**Texte source:**
------

Du transmédia à la fiction totale

Publié le 14 novembre 2009 par Eric Viennot
Cross-média, transmédia, plurimédia : on emploie alternativement ces termes, souvent sans distinction,  et sans trop savoir ce qu’ils recouvrent.  Henri Jenkins, co-directeur du laboratoire d’études des média au célèbre M.I.T a été le premier universitaire à s’intéresser de manière théorique aux jeux vidéo et aux nouveaux média. C’est lui, qui, le premier, a mis le focus sur le transmédia et tenté d’en donner une définition.
Il a montré ainsi comment des œuvres comme Matrix, plutôt que de générer de simples produits dérivés, ont inauguré une nouvelle façon de créer un univers fictionnel à travers des médias complémentaires.

------

**Données disponibles:**
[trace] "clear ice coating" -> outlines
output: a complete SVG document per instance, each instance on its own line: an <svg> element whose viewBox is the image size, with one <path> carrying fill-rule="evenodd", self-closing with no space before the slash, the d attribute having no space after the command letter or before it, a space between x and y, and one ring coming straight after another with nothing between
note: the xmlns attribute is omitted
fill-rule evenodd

------

**Consigne 1:**
D'après le texte source sur le transmédia, quel poste Henri Jenkins occupe-t-il au M.I.T ?
**Consigne 2:**
Prolongez le texte source sur le transmédia en reprenant juste après sa dernière phrase.

**Réponse 1:**
Il est co-directeur du laboratoire d'études des média au M.I.T.

**Réponse 2:**
Alors que dans le cross-média, on décline, en l’adaptant, une œuvre principale (souvent un film ou un livre)  sur un certain nombre de supports secondaires, l’univers transmédia est généré par plusieurs médias, qui apportent tous, de manière plus ou moins égale, grâce à leur spécificité, un regard nouveau sur l’univers et l’histoire. Chaque média a sa propre autonomie, sa propre temporalité, mais en même temps, chacun apporte sa pierre à l’ensemble de l’édifice. C’est le cas des court-métrages Assassin’s Creed, sortis récemment, qui apportent un éclairage sur l’histoire familiale du héros principal du jeu et donnent un sens à ses motivations.

Si le transmédia inaugure une nouvelle façon de raconter des histoires sur plusieurs médias, on s’aperçoit qu’il ne rime pas forcément avec interactivité. Encore trop souvent, il n’est, en ce sens, qu’un système de cross-média amélioré.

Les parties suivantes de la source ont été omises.